Retype the passage on China's non-market economy status word for word, starting with "China is unhappy" and going on through "some other method.".

* SELECTED EXTRACT
___

China is unhappy because it contends that 15 years after its accession in 2001, the rule of Article 15 was supposed to disappear, but here it is 2017 and the US and the EU are still treating it as a non-market economy in antidumping proceedings. China’s contention boils down to saying, “You promised to treat us as a market economy after 2016.” The response of the EU and the US is essentially to say, “No, we promised to get rid of a special rule in Art. 15, but we still have the right to apply the same standards to you that we could apply to any country when there are grounds for thinking market economy conditions don’t exist in the industry in question.” And it’s true, you don’t need a special rule like that in Art. 15 in order to decide that you’re not going to use domestic prices of the respondent, and will instead construct a price using a third-country proxy or some other method.

___

* DATA SEGMENT
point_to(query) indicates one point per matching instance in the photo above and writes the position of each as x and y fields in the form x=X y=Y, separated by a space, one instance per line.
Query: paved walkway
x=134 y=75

___

* THE RESPONSE
China is unhappy because it contends that 15 years after its accession in 2001, the rule of Article 15 was supposed to disappear, but here it is 2017 and the US and the EU are still treating it as a non-market economy in antidumping proceedings. China’s contention boils down to saying, “You promised to treat us as a market economy after 2016.” The response of the EU and the US is essentially to say, “No, we promised to get rid of a special rule in Art. 15, but we still have the right to apply the same standards to you that we could apply to any country when there are grounds for thinking market economy conditions don’t exist in the industry in question.” And it’s true, you don’t need a special rule like that in Art. 15 in order to decide that you’re not going to use domestic prices of the respondent, and will instead construct a price using a third-country proxy or some other method.